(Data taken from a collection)

(begin)

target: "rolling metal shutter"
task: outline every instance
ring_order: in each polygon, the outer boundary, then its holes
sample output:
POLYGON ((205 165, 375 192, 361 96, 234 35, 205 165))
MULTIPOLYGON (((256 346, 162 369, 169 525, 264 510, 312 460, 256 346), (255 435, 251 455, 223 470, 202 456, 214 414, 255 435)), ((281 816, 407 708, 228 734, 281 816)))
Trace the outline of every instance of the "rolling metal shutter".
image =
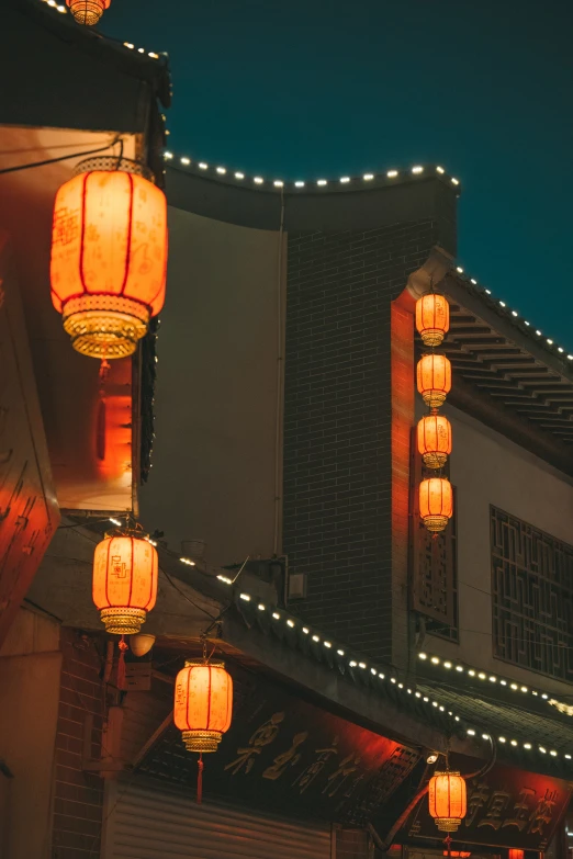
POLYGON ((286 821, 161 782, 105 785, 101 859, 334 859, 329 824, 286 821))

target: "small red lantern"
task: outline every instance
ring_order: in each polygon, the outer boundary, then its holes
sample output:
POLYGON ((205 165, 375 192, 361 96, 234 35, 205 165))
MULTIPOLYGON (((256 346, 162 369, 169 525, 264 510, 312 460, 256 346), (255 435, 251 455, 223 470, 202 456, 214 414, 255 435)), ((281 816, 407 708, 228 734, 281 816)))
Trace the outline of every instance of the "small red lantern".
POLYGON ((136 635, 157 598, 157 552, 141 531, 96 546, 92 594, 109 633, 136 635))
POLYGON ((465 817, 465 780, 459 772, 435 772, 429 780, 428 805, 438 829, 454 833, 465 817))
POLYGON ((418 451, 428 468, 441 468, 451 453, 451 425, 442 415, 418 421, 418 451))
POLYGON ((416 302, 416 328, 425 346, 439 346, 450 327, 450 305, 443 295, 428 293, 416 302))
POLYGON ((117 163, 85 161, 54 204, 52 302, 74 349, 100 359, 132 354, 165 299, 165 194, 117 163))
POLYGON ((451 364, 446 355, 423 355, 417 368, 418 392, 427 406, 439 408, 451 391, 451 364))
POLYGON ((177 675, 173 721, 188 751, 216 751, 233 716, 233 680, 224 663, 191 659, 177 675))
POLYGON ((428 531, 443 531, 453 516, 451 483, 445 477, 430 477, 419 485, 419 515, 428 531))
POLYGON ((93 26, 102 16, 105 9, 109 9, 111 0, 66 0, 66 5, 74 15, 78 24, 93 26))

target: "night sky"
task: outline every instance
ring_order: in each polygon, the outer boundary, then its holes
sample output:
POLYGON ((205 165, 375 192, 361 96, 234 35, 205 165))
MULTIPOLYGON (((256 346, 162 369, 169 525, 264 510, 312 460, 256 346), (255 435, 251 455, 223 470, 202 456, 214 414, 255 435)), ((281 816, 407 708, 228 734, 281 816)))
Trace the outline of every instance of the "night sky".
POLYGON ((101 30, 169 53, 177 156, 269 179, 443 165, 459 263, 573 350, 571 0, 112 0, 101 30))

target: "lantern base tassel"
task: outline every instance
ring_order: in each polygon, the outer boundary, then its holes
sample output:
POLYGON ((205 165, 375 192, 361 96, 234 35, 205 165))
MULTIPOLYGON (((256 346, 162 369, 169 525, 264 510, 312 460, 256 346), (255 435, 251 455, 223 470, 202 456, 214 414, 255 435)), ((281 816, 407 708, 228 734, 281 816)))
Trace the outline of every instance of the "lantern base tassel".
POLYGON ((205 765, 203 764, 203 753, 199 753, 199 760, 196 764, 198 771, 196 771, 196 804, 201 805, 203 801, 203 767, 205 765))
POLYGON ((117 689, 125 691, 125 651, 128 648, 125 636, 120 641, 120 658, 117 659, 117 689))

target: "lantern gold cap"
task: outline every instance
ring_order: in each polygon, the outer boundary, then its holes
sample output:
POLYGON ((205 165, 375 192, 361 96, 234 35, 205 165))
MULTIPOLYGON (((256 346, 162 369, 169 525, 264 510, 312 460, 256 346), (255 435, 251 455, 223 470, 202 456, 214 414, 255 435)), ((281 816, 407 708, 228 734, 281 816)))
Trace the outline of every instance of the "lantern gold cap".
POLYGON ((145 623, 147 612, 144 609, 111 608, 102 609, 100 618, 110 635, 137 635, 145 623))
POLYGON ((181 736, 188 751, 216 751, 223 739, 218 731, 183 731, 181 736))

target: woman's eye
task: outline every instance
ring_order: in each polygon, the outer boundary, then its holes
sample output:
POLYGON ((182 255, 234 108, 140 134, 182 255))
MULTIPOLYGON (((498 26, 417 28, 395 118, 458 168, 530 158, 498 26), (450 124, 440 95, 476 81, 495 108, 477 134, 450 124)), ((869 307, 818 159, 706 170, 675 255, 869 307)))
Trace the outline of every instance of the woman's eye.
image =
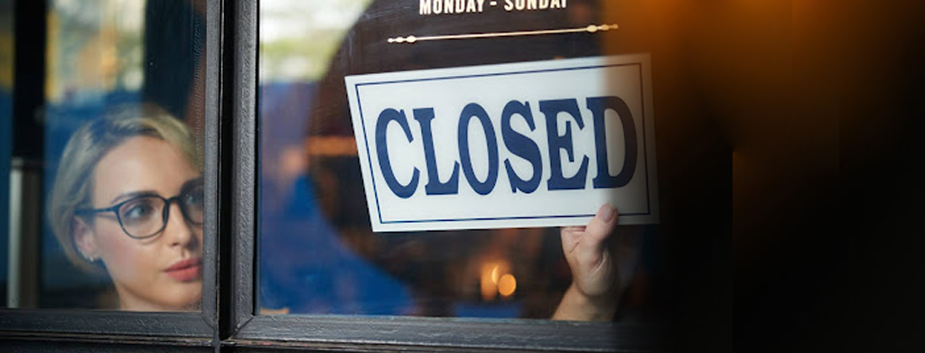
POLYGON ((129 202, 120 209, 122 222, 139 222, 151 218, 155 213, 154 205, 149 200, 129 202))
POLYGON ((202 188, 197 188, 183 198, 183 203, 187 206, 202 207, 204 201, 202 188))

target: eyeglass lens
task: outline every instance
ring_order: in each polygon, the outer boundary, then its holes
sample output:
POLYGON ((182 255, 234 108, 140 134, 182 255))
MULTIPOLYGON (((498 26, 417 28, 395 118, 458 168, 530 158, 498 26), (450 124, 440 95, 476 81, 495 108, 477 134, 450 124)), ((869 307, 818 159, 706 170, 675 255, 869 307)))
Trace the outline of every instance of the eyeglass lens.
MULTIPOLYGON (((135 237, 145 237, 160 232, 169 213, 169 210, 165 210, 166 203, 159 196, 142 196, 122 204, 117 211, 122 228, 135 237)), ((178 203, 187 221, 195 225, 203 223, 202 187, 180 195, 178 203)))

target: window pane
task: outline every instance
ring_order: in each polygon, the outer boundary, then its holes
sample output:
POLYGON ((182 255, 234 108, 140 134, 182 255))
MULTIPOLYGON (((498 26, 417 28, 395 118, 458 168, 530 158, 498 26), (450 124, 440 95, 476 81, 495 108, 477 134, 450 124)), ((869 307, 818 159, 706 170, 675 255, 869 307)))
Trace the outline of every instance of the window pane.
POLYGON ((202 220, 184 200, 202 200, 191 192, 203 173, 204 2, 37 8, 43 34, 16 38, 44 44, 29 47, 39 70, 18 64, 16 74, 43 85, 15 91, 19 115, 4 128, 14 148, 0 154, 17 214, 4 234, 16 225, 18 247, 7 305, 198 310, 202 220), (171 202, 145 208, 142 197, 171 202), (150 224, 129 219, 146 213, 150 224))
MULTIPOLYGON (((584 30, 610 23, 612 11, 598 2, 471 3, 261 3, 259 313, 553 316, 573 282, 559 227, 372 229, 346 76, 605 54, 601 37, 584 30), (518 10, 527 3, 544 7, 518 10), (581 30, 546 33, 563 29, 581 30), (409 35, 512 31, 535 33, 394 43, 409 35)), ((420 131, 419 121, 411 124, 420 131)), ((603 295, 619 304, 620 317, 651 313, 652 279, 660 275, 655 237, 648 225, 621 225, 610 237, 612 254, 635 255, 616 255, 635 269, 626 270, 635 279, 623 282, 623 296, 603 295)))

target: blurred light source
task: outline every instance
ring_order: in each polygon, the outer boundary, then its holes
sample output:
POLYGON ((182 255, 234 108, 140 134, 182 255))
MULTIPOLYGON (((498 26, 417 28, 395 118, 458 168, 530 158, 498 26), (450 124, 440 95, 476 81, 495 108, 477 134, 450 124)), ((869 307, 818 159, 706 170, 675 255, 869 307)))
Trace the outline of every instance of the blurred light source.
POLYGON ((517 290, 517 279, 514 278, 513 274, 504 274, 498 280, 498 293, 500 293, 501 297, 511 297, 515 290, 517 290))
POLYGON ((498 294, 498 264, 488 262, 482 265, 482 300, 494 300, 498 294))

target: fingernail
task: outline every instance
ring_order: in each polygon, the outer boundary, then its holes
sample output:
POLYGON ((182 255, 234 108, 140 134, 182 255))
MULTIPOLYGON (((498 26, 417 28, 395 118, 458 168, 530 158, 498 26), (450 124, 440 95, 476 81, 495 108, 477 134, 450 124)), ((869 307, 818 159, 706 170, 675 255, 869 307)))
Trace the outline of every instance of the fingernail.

(end)

▸ WHAT YOU ARE ASKED TO DO
Rewrite the entire listing with "sample output" swapped for "example output" wherever it occurs, changing nothing else, and omit the pictures.

▸ OUTPUT OF THE TASK
target: "rolling metal shutter"
task: outline every instance
ring_order: in each polygon, the outer boundary, then its holes
example output:
POLYGON ((205 165, 375 192, 361 96, 234 35, 205 165))
MULTIPOLYGON (((256 346, 162 369, 169 525, 264 510, 312 460, 256 346), (255 435, 251 455, 223 470, 202 456, 214 414, 255 435)), ((281 816, 407 708, 228 734, 281 816)))
Trace the outline of every instance of the "rolling metal shutter".
image =
POLYGON ((286 821, 161 782, 105 785, 101 859, 334 859, 329 824, 286 821))

target: "small red lantern"
task: outline every instance
ring_order: in each polygon, the outer boundary, then its holes
example output:
POLYGON ((205 165, 375 192, 361 96, 234 35, 205 165))
MULTIPOLYGON (((256 346, 162 369, 169 525, 264 510, 312 460, 256 346), (255 435, 251 455, 223 470, 202 456, 214 414, 255 435)), ((281 816, 407 708, 228 734, 281 816)))
Trace the outline of every instance of the "small red lantern".
POLYGON ((136 635, 157 598, 157 552, 141 531, 96 546, 92 594, 109 633, 136 635))
POLYGON ((465 817, 465 780, 459 772, 435 772, 429 780, 428 805, 438 829, 454 833, 465 817))
POLYGON ((418 451, 428 468, 441 468, 451 453, 451 425, 442 415, 418 421, 418 451))
POLYGON ((416 302, 416 328, 425 346, 439 346, 450 327, 450 305, 443 295, 428 293, 416 302))
POLYGON ((117 163, 85 161, 54 204, 52 302, 74 349, 100 359, 132 354, 165 299, 165 194, 117 163))
POLYGON ((451 364, 446 355, 423 355, 417 368, 418 392, 427 406, 439 408, 451 391, 451 364))
POLYGON ((177 675, 173 721, 188 751, 216 751, 233 716, 233 680, 224 663, 191 659, 177 675))
POLYGON ((428 531, 443 531, 453 516, 451 483, 445 477, 430 477, 419 485, 419 515, 428 531))
POLYGON ((93 26, 102 16, 105 9, 109 9, 111 0, 66 0, 66 5, 74 15, 78 24, 93 26))

target: "night sky"
task: outline every instance
ring_order: in each polygon, the outer boundary, then its holes
example output:
POLYGON ((205 165, 375 192, 361 96, 234 35, 205 165))
MULTIPOLYGON (((256 346, 162 369, 169 525, 264 510, 312 460, 256 346), (255 435, 251 455, 223 470, 202 456, 214 414, 255 435)), ((281 816, 407 708, 228 734, 281 816)))
Trace the outline of every instance of the "night sky".
POLYGON ((101 30, 169 53, 177 156, 269 179, 443 165, 459 263, 573 350, 571 0, 112 0, 101 30))

target: "lantern base tassel"
task: outline every instance
ring_order: in each polygon, the outer boundary, then its holes
example output:
POLYGON ((205 165, 375 192, 361 96, 234 35, 205 165))
MULTIPOLYGON (((256 346, 162 369, 169 525, 264 510, 312 460, 256 346), (255 435, 251 455, 223 470, 202 456, 214 414, 255 435)), ((281 816, 407 708, 228 734, 281 816)))
Trace the outline of every instance of the "lantern base tassel".
POLYGON ((205 765, 203 764, 203 753, 199 753, 199 760, 196 764, 198 771, 196 771, 196 804, 201 805, 203 801, 203 767, 205 765))
POLYGON ((117 689, 125 691, 125 651, 128 648, 125 636, 120 641, 120 658, 117 659, 117 689))

target: "lantern gold cap"
task: outline every instance
ring_order: in each polygon, the outer boundary, then its holes
example output:
POLYGON ((205 165, 375 192, 361 96, 234 35, 205 165))
MULTIPOLYGON (((256 346, 162 369, 169 525, 264 510, 312 460, 256 346), (255 435, 251 455, 223 470, 202 456, 214 414, 255 435)), ((281 816, 407 708, 228 734, 281 816)))
Trace the outline of every instance of the "lantern gold cap".
POLYGON ((145 623, 147 612, 144 609, 111 608, 102 609, 100 618, 110 635, 137 635, 145 623))
POLYGON ((181 736, 188 751, 216 751, 223 739, 218 731, 183 731, 181 736))

target: woman's eye
task: outline every instance
ring_order: in each polygon, the outer boundary, then its holes
example output:
POLYGON ((182 255, 234 108, 140 134, 182 255))
MULTIPOLYGON (((498 26, 417 28, 395 118, 458 168, 530 158, 498 26), (450 124, 440 95, 476 81, 495 108, 477 134, 450 124)), ((869 307, 818 159, 706 170, 675 255, 869 307)))
Trace the outline of every instance of the woman's eye.
image =
POLYGON ((129 202, 120 209, 122 222, 139 222, 151 218, 155 213, 154 205, 149 200, 129 202))
POLYGON ((202 188, 197 188, 183 198, 183 203, 187 206, 202 207, 204 201, 202 188))

target: eyeglass lens
task: outline every instance
ring_order: in each polygon, the outer boundary, then its holes
example output:
POLYGON ((182 255, 234 108, 140 134, 182 255))
MULTIPOLYGON (((498 26, 417 28, 395 118, 458 168, 530 158, 498 26), (450 124, 440 95, 476 81, 495 108, 477 134, 450 124)), ((869 307, 818 159, 706 170, 675 255, 869 307)))
Trace the outline of every instance of the eyeglass lens.
MULTIPOLYGON (((135 237, 145 237, 160 232, 169 213, 169 210, 165 210, 166 203, 159 196, 142 196, 122 204, 117 211, 122 228, 135 237)), ((178 203, 187 221, 195 225, 203 223, 202 187, 180 195, 178 203)))

target: window pane
task: outline every instance
ring_order: in each polygon, the outer boundary, then its holes
example output:
POLYGON ((182 255, 234 108, 140 134, 182 255))
MULTIPOLYGON (((498 26, 417 28, 395 118, 458 168, 530 158, 498 26), (450 124, 440 95, 476 81, 495 108, 477 134, 450 124)), ((869 307, 818 159, 706 170, 675 255, 869 307)))
Trace the outline of every instance of the window pane.
POLYGON ((202 220, 184 200, 202 200, 191 192, 203 173, 204 2, 37 8, 43 34, 16 38, 44 44, 29 47, 39 70, 18 64, 16 74, 43 85, 15 91, 19 115, 4 128, 14 148, 0 154, 17 214, 4 234, 16 225, 18 247, 7 305, 198 310, 202 220), (171 202, 145 208, 142 197, 171 202), (150 224, 129 219, 146 213, 150 224))
MULTIPOLYGON (((584 30, 610 23, 612 11, 598 2, 471 3, 261 3, 259 313, 553 316, 573 282, 559 227, 372 229, 346 76, 605 54, 601 37, 584 30), (518 10, 527 3, 544 7, 518 10), (581 30, 546 33, 563 29, 581 30), (409 35, 512 31, 535 33, 394 43, 409 35)), ((420 131, 419 121, 411 124, 420 131)), ((603 295, 619 304, 620 317, 651 313, 652 279, 660 275, 655 237, 648 225, 621 225, 610 237, 612 254, 635 255, 616 255, 635 269, 626 270, 635 279, 623 282, 623 296, 603 295)))

target: blurred light source
task: outline every instance
ring_order: in each polygon, the outer boundary, then its holes
example output:
POLYGON ((182 255, 234 108, 140 134, 182 255))
MULTIPOLYGON (((498 26, 417 28, 395 118, 458 168, 530 158, 498 26), (450 124, 440 95, 476 81, 495 108, 477 134, 450 124)), ((869 307, 818 159, 706 170, 675 255, 869 307)))
Trace the outline of every instance of the blurred light source.
POLYGON ((517 290, 517 279, 514 278, 513 274, 504 274, 498 280, 498 293, 500 293, 501 297, 511 297, 515 290, 517 290))
POLYGON ((498 294, 498 264, 488 262, 482 265, 482 300, 494 300, 498 294))

target: fingernail
task: outline every instance
ring_order: in each polygon, the outer boundary, then its holes
example output:
POLYGON ((182 255, 234 108, 140 134, 182 255))
MULTIPOLYGON (((498 26, 417 28, 395 118, 458 168, 530 158, 498 26), (450 124, 440 95, 476 81, 495 108, 477 134, 450 124)), ((869 307, 818 159, 706 170, 675 255, 869 307)))
Trace the outline of every instance of the fingernail.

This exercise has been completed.